─── EXTRACT TO READ ───

Therefore, this pathway can be considered to be an equivalent
circuit of an inductance L. Accordingly, since the entire structure
shown in FIG. 1 is effectively a parallel circuit of L and C, a
frequency band exists which causes antiresonance in a direction
parallel to the finite ground plane 1. In such a frequency band, a
high-impedance state occurs, and high-frequency currents that were
generated only with the finite ground plane having no metal patches
can be suppressed.
[0052] The background that prompted the inventors to achieve the
present invention will now be described with reference to FIGS. 11
and 12.

─── STORED ROWS ───

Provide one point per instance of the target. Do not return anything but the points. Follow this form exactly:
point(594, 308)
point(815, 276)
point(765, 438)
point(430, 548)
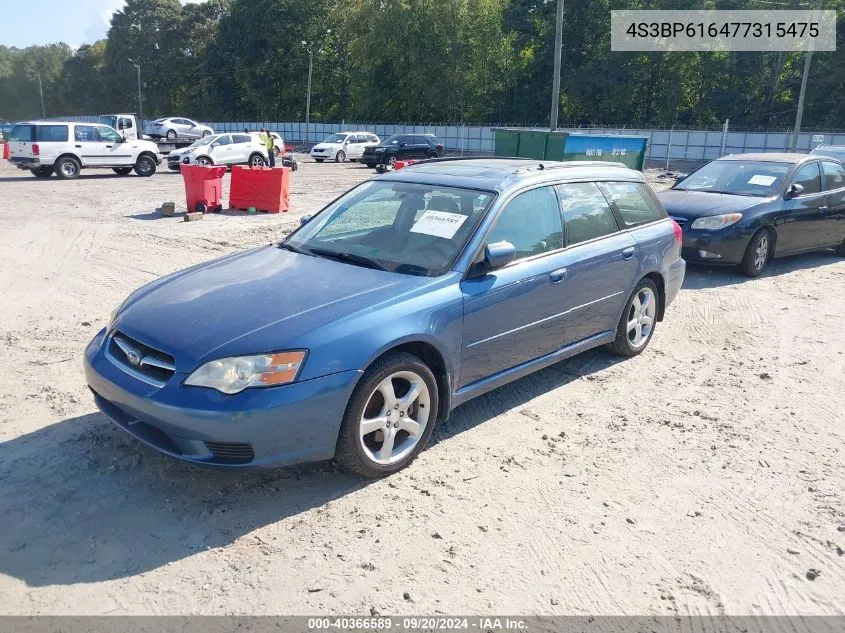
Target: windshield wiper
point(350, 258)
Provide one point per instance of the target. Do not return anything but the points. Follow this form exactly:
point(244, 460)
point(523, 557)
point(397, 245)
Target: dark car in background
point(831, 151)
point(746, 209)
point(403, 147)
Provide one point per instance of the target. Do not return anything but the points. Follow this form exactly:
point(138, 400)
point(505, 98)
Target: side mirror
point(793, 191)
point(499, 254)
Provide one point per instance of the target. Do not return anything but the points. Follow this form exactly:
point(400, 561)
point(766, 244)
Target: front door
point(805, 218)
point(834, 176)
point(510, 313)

───
─── STORED ROWS ───

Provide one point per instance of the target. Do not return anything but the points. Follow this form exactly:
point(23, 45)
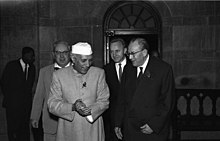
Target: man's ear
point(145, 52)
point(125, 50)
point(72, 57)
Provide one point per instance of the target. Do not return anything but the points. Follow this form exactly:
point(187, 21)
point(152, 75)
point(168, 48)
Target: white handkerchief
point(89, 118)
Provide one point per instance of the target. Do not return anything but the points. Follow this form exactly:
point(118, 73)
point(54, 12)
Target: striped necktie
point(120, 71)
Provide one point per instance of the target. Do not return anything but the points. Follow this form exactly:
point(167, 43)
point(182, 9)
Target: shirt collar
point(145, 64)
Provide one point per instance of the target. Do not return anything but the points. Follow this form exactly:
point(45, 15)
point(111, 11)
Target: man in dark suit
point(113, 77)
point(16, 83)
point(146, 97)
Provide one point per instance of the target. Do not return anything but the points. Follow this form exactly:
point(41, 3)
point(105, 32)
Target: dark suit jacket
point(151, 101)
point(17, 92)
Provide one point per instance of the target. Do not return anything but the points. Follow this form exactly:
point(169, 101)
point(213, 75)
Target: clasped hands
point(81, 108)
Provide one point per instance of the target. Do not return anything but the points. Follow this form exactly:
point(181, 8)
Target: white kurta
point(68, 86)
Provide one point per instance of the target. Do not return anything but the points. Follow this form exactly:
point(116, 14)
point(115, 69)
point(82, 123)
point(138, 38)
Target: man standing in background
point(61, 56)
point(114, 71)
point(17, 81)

───

(TASKS FOR THIS EXERCISE)
[1] Check these statements against the ground-plane text. For each, answer yes or no and quote the words from the text that settle it. (a) The whole structure in FIG. 1 works, in effect, as a parallel circuit of L and C. (b) The antiresonance happens in a direction perpendicular to the finite ground plane. (c) In the frequency band that causes antiresonance, a low-impedance state occurs.
[2] Write the next part of the ground-plane text, picking up right after its last sentence.
The data above have nothing to do with the ground-plane text.

(FINAL RESULTS)
[1]
(a) Yes: "the entire structure shown in FIG. 1 is effectively a parallel circuit of L and C"
(b) No: "a frequency band exists which causes antiresonance in a direction parallel to the finite ground plane 1"
(c) No: "In such a frequency band, a high-impedance state occurs"

[2]
[0053] The left diagram in FIG. 11 shows a 1-period (2-row),
1-period (2-column) high-impedance substrate seen from a side that
is perpendicular to the finite ground plane 1 and which includes
the metal patches 2. The four metal patches 2 have quadrature
planar shapes and are short-circuited at centers thereof by linear
conductors 3 to the finite ground plane 1. Since the structure is
rotationally symmetric, high-impedance characteristics can be
achieved at the same frequency hand with respect to high-frequency
currents in both the directions "X" and "Y" depicted in the
diagram. In this state, as shown in the center diagram, the
respective metal patches 2 are bisected at planes passing through
the linear conductors 3. At this point, if it is granted that the
gaps between the bisected portions are sufficiently narrow, it is
safe to assume that the respective bisected portions are
short-circuited with respect to high frequencies. Consequently, the
structure shown in the center diagram is capable of performing
exactly the same operations as those performed by the structure
shown in the left diagram. A portion 20 shown in the center
diagram, which is now considered to be one period, is extracted and
shown in the right diagram. Since one period in the "X" direction
was extracted, the high-impedance characteristics in the "Y"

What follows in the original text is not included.